**Description of the task**
Locate the line containing "Question. The photograph above contains instances of the segway.", then please write out that line and all the lines below it in the entries exactly.

start Available records

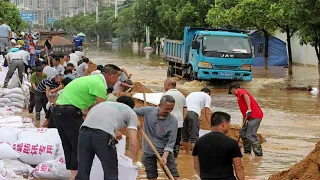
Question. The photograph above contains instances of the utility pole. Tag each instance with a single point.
(97, 21)
(115, 8)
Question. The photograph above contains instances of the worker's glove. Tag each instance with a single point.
(138, 165)
(248, 113)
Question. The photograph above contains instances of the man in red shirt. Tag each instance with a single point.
(252, 116)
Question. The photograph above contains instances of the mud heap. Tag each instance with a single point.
(307, 169)
(139, 88)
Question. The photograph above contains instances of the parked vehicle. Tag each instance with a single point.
(207, 54)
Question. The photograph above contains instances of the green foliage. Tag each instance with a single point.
(9, 12)
(309, 24)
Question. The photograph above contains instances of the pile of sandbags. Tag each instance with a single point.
(42, 149)
(12, 98)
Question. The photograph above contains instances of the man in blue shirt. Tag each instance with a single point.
(5, 36)
(78, 42)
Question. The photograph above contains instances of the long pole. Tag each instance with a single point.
(97, 21)
(115, 8)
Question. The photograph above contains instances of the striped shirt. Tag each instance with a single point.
(49, 82)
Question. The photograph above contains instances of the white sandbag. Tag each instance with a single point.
(47, 134)
(16, 104)
(17, 90)
(5, 100)
(17, 100)
(125, 168)
(35, 151)
(17, 166)
(12, 121)
(14, 95)
(121, 146)
(5, 112)
(203, 132)
(9, 135)
(7, 152)
(26, 120)
(59, 169)
(15, 109)
(43, 171)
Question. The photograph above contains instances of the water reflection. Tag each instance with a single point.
(291, 124)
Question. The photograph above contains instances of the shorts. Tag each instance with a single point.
(150, 163)
(191, 127)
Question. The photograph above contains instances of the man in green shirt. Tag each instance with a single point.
(111, 97)
(80, 94)
(35, 80)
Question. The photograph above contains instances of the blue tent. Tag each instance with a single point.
(277, 50)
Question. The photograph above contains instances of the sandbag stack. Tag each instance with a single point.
(42, 149)
(14, 98)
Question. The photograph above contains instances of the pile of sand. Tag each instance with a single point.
(139, 88)
(307, 169)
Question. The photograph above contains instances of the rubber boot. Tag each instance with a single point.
(257, 148)
(38, 116)
(246, 145)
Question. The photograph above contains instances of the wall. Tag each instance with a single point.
(305, 54)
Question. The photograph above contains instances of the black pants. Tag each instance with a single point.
(41, 101)
(49, 116)
(96, 142)
(32, 101)
(176, 148)
(68, 120)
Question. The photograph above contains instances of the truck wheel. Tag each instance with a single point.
(170, 72)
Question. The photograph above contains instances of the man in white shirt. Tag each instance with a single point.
(196, 101)
(26, 58)
(14, 62)
(49, 71)
(58, 66)
(82, 69)
(74, 58)
(79, 53)
(179, 111)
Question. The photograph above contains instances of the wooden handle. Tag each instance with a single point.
(151, 144)
(157, 154)
(144, 96)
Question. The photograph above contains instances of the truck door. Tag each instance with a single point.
(195, 54)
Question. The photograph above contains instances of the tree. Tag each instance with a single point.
(10, 12)
(283, 16)
(309, 24)
(254, 14)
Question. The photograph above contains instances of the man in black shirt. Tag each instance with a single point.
(42, 92)
(215, 154)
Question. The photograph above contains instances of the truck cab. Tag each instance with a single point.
(207, 54)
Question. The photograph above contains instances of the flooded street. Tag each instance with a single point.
(291, 124)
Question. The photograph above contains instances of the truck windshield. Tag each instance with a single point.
(215, 46)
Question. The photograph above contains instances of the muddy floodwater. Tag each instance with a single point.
(291, 124)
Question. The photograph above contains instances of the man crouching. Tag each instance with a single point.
(161, 127)
(98, 137)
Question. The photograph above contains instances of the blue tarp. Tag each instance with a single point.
(277, 50)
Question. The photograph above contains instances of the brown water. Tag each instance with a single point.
(291, 124)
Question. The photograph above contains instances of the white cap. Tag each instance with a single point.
(13, 41)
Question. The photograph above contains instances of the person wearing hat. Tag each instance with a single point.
(48, 45)
(80, 94)
(15, 61)
(35, 80)
(252, 116)
(196, 101)
(5, 36)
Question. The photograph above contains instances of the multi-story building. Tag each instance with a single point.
(58, 9)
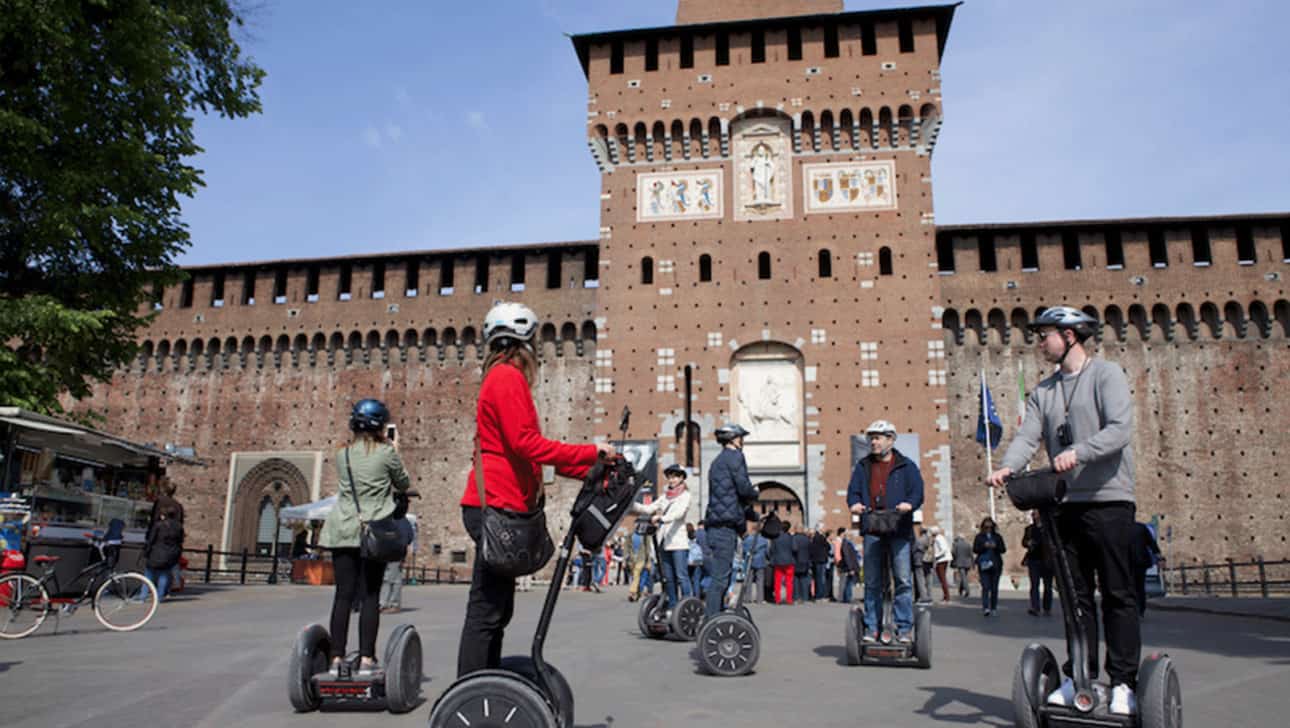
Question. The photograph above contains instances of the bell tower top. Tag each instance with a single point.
(689, 12)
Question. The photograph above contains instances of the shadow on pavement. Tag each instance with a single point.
(965, 707)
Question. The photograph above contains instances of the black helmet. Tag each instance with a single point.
(728, 433)
(1066, 318)
(369, 416)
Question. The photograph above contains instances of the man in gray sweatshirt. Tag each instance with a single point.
(1082, 416)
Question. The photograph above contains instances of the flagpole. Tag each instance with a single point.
(990, 457)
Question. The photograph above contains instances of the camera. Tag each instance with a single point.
(1063, 435)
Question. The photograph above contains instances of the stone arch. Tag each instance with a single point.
(274, 478)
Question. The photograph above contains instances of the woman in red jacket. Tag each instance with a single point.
(514, 452)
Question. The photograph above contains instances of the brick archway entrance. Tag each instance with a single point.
(274, 479)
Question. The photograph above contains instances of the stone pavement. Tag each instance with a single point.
(218, 658)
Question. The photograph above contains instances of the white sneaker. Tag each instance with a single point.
(1122, 701)
(1064, 695)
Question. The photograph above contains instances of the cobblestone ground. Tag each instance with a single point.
(218, 658)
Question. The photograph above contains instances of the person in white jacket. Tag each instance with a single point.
(668, 514)
(942, 556)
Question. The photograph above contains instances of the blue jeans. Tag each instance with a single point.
(161, 578)
(848, 586)
(822, 582)
(675, 564)
(721, 542)
(990, 587)
(877, 550)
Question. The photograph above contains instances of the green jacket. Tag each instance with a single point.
(378, 473)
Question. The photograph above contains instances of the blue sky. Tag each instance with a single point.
(431, 124)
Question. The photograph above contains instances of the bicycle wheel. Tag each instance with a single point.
(125, 602)
(23, 606)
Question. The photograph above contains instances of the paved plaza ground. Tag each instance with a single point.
(218, 658)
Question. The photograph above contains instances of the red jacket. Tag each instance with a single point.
(512, 445)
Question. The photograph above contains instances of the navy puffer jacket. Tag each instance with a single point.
(729, 489)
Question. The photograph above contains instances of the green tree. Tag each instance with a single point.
(97, 109)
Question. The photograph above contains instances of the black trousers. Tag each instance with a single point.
(1099, 541)
(488, 611)
(355, 578)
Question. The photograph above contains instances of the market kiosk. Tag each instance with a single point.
(61, 482)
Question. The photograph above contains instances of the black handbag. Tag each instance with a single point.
(378, 540)
(511, 544)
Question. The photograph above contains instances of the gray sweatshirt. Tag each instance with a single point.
(1101, 420)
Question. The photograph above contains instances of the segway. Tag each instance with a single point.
(395, 687)
(655, 620)
(730, 643)
(525, 691)
(889, 651)
(1160, 704)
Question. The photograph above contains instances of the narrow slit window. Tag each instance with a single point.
(1115, 249)
(554, 261)
(412, 279)
(311, 284)
(1201, 254)
(1159, 249)
(868, 40)
(904, 27)
(944, 254)
(1071, 251)
(345, 285)
(615, 57)
(759, 47)
(1245, 251)
(1030, 253)
(481, 274)
(986, 252)
(831, 41)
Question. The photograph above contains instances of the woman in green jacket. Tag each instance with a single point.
(370, 471)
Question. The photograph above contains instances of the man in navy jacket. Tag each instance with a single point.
(886, 480)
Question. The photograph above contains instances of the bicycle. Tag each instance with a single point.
(121, 600)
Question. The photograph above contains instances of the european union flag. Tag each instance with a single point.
(988, 414)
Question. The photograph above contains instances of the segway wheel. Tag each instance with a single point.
(1035, 678)
(729, 646)
(854, 631)
(493, 697)
(563, 697)
(686, 618)
(650, 618)
(922, 638)
(403, 669)
(308, 657)
(1160, 697)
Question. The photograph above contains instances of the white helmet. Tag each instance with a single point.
(880, 426)
(511, 320)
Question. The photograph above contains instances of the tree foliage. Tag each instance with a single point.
(97, 109)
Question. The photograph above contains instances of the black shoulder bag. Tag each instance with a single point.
(511, 544)
(378, 540)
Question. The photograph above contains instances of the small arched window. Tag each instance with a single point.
(884, 261)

end Available records

**Response**
Question. The photograph above contains instances of the segway. Tag each instance with a single point.
(395, 687)
(655, 620)
(730, 643)
(525, 691)
(889, 651)
(1160, 704)
Question. The photograph above contains instances of the narrow slit window. Tag each instance with a single point.
(1115, 249)
(554, 261)
(412, 279)
(311, 284)
(1201, 254)
(1159, 249)
(868, 40)
(904, 27)
(944, 254)
(1071, 251)
(345, 285)
(615, 57)
(759, 47)
(1245, 251)
(1030, 253)
(481, 274)
(986, 252)
(831, 41)
Question. The photograph above contains instances of the woman in green jacket. Tag each instance with a single point.
(370, 471)
Question. The photograph above contains instances of the man in navy jacket. Tag each instance with a single point.
(886, 480)
Question. The photograph above contains instances of the bicycle. Tag each instance with a single point.
(121, 600)
Question. The photograph above contains instances of the european union flag. Tag each instance with a single point.
(988, 414)
Question. The photograph above contains instances of the segway wheel. Tag each instance with a single point.
(1035, 678)
(729, 646)
(854, 631)
(493, 697)
(563, 697)
(686, 618)
(650, 618)
(922, 638)
(403, 669)
(308, 657)
(1160, 697)
Question. The photograph above contains instances of the white helmet. Tag each instance with a single point.
(880, 426)
(511, 320)
Question. The photograph above contains instances of the tree foliage. Tag each instance with a single point.
(97, 109)
Question. The photograph above contains instances of the black shoulder bag. Tag each instance with a single point.
(511, 544)
(378, 540)
Question. The photograph above contains instances of the small arched window. Tag each instance with a single point.
(884, 261)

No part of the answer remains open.